__Testo del documento__.
Klimt. Oltre ‘Il Bacio’, John Malkovich, Helen Mirren, e la riservatezza

C’è un dipinto che più di tutti lo identifica, quello che evoca il gesto profondo e delicato di uno scambio intimo sulle labbra, ma il pittore austriaco simbolo dell’Art Nouveau, scomparso il 6 febbraio 1918, è spesso stato raccontato dal cinema con meno sfumature rispetto alle sue artistiche, nonché umane


Gustav Klimt (14 luglio 1862 – 6 febbraio 1918) per il cinema è come un arcobaleno: sono differenti e versatili le sfumature degli approcci scelti, dondolando tra agiografia estetizzante e esplorazione critica del suo lascito culturale. Il pittore viennese è spesso celebrato quale icona dell’Art Nouveau e simbolo della Vienna fin de siècle: le rappresentazioni su grande schermo, spesso, hanno teso però a rimanere intrappolate in una visione parziale e stilizzata del personaggio, tralasciando “pennellate” essenziali della complessa personalità e del contesto storico.

Se Klimt di Raúl Ruiz si distingue per un approccio onirico e visionario, in cui John Malkovich restituisce un’interpretazione che sfiora gli aspetti più eccentrici e sensoriali del pittore, un titolo come Woman in Gold, invece, pone l’accento sulla spoliazione delle opere klimtiane e sul dramma della perdita culturale. Tuttavia, Klimt in questa narrazione diventa quasi un’ombra sullo sfondo, una figura passiva. D’altro canto, Il Bacio di Klimt e Klimt & Schiele. Eros e Psiche adottano un taglio più didattico ed esplorano le sue opere con un linguaggio visivo raffinato, ma dall’altra si limitano spesso a una celebrazione estetica, evitando di confrontarsi con le criticità della sua figura, come il suo rapporto complesso con le donne e il ruolo ambiguo della sensualità nella sua produzione artistica.

__Righe di dati__.
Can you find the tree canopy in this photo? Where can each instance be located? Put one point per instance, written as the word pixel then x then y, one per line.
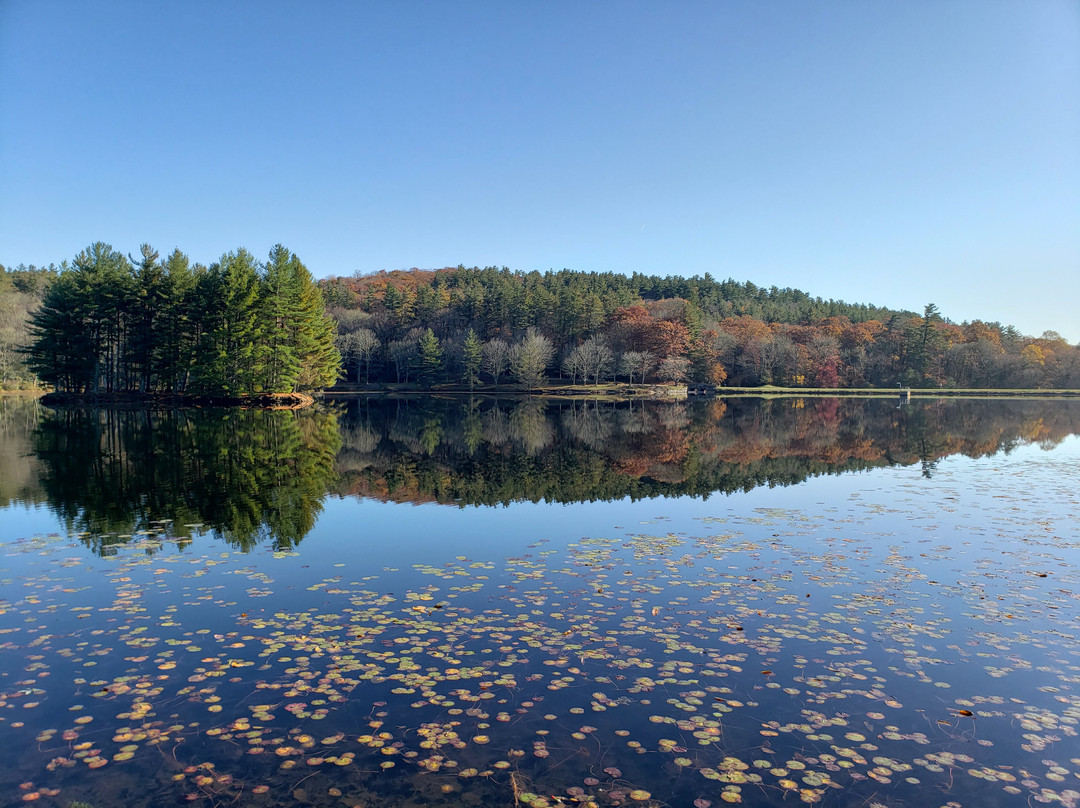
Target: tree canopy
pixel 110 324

...

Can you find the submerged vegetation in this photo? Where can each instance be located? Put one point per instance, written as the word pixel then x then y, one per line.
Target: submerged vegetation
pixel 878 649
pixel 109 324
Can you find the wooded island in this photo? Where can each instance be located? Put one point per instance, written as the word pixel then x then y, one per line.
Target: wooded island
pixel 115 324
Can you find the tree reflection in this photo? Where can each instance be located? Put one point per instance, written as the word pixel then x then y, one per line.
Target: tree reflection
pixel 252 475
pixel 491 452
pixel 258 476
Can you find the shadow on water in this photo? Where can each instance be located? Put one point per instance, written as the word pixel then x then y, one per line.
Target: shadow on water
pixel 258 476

...

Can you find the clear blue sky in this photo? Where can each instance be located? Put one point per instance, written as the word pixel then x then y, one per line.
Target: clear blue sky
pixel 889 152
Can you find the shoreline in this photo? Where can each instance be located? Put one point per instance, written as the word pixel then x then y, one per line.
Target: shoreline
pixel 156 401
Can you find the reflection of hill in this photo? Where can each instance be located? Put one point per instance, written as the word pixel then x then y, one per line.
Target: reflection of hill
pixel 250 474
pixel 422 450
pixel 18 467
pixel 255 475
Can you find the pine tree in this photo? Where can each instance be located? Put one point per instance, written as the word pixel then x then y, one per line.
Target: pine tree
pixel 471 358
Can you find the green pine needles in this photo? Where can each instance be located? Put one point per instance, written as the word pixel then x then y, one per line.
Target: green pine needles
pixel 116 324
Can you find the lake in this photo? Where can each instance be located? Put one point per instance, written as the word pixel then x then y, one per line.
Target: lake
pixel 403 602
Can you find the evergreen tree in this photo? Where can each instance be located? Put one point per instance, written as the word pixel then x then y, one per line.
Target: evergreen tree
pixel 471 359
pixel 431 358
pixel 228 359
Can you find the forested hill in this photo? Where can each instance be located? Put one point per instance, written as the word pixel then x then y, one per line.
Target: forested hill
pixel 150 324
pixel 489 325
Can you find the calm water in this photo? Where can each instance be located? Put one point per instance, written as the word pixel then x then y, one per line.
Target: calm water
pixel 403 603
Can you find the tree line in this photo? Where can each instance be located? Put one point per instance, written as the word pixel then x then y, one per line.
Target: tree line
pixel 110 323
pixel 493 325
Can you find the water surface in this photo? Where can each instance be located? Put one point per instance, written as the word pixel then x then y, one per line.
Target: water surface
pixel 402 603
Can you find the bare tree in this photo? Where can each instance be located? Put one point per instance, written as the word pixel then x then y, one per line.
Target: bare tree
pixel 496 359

__Lavoro da svolgere__.
a) Riassumi in un elenco puntato il paragrafo del testo su Klimt e il cinema che comincia con «Se Klimt di Raúl Ruiz», mantenendo i fatti principali.
b) Ricopia parola per parola il passo del testo su Klimt e il cinema da "Se Klimt di" fino a "sua produzione artistica." compreso.

__Risposte all'esercizio__.
a)
- Klimt di Raúl Ruiz ha un approccio onirico e visionario. John Malkovich ne dà un'interpretazione vicina agli aspetti più eccentrici e sensoriali del pittore.
- Woman in Gold mette al centro la spoliazione delle opere di Klimt e il dramma della perdita culturale. Klimt però vi resta quasi un'ombra sullo sfondo, una figura passiva.
- Il Bacio di Klimt e Klimt & Schiele. Eros e Psiche hanno un taglio più didattico e un linguaggio visivo raffinato. Spesso però si limitano a una celebrazione estetica.
- Questi due titoli evitano i lati critici della sua figura, come il rapporto complesso con le donne e il ruolo ambiguo della sensualità nella sua arte.

b)
Se Klimt di Raúl Ruiz si distingue per un approccio onirico e visionario, in cui John Malkovich restituisce un’interpretazione che sfiora gli aspetti più eccentrici e sensoriali del pittore, un titolo come Woman in Gold, invece, pone l’accento sulla spoliazione delle opere klimtiane e sul dramma della perdita culturale. Tuttavia, Klimt in questa narrazione diventa quasi un’ombra sullo sfondo, una figura passiva. D’altro canto, Il Bacio di Klimt e Klimt & Schiele. Eros e Psiche adottano un taglio più didattico ed esplorano le sue opere con un linguaggio visivo raffinato, ma dall’altra si limitano spesso a una celebrazione estetica, evitando di confrontarsi con le criticità della sua figura, come il suo rapporto complesso con le donne e il ruolo ambiguo della sensualità nella sua produzione artistica.